** Begin Supplied records **

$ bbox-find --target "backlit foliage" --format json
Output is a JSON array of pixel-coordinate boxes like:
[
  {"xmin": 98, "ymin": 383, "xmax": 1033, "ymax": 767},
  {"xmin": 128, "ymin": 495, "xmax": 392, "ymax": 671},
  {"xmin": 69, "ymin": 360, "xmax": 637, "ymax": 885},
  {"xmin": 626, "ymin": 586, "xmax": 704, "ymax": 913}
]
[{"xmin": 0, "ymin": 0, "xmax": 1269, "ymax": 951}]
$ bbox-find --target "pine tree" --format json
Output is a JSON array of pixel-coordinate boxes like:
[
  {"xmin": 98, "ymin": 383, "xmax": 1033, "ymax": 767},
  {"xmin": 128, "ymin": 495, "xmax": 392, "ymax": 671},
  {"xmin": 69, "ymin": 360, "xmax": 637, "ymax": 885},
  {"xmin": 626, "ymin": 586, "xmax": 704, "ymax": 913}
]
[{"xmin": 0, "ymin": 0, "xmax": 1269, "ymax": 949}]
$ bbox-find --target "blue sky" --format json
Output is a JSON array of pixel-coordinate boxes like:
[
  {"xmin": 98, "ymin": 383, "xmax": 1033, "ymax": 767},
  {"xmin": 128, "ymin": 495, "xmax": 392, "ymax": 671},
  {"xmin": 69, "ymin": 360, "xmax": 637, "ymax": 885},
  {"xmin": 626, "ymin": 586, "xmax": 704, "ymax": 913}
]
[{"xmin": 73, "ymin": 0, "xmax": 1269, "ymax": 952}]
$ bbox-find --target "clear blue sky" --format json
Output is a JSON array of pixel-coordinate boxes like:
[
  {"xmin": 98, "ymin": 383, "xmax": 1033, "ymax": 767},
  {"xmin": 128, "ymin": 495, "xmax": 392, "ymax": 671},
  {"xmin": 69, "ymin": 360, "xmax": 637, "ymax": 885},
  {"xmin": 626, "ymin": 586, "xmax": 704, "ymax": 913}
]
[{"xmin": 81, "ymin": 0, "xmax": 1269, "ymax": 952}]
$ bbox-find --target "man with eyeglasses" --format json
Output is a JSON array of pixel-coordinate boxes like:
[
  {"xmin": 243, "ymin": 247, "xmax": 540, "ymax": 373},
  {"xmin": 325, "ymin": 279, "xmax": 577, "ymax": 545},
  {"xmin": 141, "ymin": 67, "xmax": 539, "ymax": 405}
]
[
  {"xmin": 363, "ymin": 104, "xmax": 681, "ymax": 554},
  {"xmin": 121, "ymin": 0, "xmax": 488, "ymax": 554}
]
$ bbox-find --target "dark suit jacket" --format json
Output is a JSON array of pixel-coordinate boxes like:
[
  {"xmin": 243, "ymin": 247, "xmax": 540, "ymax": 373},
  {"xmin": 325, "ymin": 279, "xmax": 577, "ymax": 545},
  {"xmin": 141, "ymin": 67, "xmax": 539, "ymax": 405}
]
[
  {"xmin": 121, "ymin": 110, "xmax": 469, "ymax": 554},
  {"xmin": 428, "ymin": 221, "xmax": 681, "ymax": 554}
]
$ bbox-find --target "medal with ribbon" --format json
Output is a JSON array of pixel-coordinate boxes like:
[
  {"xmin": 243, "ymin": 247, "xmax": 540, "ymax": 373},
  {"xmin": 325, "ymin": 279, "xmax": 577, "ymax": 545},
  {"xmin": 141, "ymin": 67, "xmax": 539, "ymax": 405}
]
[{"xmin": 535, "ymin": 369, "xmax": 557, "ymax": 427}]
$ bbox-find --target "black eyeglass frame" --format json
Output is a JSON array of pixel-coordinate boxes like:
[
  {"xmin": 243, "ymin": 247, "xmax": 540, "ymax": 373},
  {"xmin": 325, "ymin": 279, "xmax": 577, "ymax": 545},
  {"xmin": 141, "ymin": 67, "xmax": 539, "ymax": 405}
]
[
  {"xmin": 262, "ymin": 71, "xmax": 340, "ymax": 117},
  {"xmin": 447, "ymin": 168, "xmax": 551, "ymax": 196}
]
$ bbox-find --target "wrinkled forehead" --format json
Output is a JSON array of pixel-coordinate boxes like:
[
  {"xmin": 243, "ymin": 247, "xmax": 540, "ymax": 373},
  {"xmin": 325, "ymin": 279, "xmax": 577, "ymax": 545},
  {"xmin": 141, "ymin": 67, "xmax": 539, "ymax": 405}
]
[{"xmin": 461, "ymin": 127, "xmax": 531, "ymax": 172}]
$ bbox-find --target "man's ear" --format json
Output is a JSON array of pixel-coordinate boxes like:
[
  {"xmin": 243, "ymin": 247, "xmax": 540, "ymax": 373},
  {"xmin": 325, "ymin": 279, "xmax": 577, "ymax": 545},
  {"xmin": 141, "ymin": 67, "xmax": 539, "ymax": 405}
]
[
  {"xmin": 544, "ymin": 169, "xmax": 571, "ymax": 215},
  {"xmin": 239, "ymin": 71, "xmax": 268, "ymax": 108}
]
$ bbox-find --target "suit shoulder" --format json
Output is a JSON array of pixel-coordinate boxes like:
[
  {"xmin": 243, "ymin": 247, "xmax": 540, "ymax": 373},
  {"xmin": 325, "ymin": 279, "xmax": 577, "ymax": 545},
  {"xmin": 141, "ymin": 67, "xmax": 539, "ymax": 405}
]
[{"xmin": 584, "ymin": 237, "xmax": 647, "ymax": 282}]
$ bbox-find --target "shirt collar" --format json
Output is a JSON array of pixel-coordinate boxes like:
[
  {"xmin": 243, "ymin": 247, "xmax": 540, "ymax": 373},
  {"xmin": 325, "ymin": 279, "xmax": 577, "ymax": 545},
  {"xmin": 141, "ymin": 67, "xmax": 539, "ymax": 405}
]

** End Supplied records **

Work to do
Copy out, in full, every line in the listing above that contains the string "find".

Task output
$ bbox-find --target "backlit foliage" --format json
$ bbox-find --target "pine tree" --format json
$ bbox-find --target "blue sky" --format json
$ bbox-find --target "clear blue sky" --format json
$ bbox-find --target "man with eyeglasses" --format json
$ bbox-find --target "dark suit jacket" --format json
$ bbox-find --target "medal with ribbon" --format json
$ bbox-find --target "black eyeglass frame" --format json
$ bbox-find --target "wrinkled forehead" --format json
$ bbox-find --target "man's ear" --format json
$ bbox-find --target "suit shoulder" --format json
$ bbox-find --target "shirt collar" --format json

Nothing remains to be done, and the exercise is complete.